- _Action item_
Go through the data and copy each line where the word "Target" shows up.

- _Provided data_
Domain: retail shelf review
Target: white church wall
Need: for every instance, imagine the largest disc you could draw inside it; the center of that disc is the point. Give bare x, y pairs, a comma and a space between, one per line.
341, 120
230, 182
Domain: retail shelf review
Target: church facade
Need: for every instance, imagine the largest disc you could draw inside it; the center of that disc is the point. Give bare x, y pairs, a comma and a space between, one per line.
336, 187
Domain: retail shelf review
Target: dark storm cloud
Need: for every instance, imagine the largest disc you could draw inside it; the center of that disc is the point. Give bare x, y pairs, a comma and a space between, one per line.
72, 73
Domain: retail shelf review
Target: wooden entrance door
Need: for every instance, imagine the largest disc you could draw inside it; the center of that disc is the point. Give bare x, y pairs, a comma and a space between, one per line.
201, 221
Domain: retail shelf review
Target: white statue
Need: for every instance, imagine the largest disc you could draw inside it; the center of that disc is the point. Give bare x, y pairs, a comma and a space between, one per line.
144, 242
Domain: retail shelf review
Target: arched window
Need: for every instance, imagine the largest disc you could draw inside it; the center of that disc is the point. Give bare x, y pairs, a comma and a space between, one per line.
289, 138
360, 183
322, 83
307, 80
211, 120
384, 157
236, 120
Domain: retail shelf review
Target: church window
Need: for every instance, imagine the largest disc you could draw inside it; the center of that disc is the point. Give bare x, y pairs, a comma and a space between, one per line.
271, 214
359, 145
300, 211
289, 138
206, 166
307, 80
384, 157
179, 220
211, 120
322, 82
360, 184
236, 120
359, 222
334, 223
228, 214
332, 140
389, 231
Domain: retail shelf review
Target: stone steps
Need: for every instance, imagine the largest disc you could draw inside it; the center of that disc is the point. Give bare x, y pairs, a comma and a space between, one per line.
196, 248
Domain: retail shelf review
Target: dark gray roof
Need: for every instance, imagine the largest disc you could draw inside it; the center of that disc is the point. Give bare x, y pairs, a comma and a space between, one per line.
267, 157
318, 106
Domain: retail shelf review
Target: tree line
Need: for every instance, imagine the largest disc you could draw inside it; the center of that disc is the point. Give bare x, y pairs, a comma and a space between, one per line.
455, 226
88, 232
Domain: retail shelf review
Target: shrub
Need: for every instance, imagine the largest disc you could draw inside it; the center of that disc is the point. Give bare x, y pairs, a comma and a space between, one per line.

- _Solution to the problem_
Target: white church wall
Target: church facade
Target: dark storm cloud
Target: wooden entrance door
Target: white statue
Target: arched window
Target: church window
Target: stone steps
Target: dark gray roof
Target: tree line
Target: shrub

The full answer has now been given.